Exercise goal -> Reproduce the lines below, changing "dark blazer" to "black jacket" and keeping everything else the same.

┌────────

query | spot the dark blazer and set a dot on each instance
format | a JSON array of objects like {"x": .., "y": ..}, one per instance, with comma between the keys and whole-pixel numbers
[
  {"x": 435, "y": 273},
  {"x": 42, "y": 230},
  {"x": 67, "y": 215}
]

└────────

Reply ->
query | spot the black jacket and set a dot on each instance
format | a JSON array of objects like {"x": .., "y": ..}, one per instance, with comma between the keys and whole-pixel numbers
[
  {"x": 435, "y": 273},
  {"x": 42, "y": 230},
  {"x": 67, "y": 215}
]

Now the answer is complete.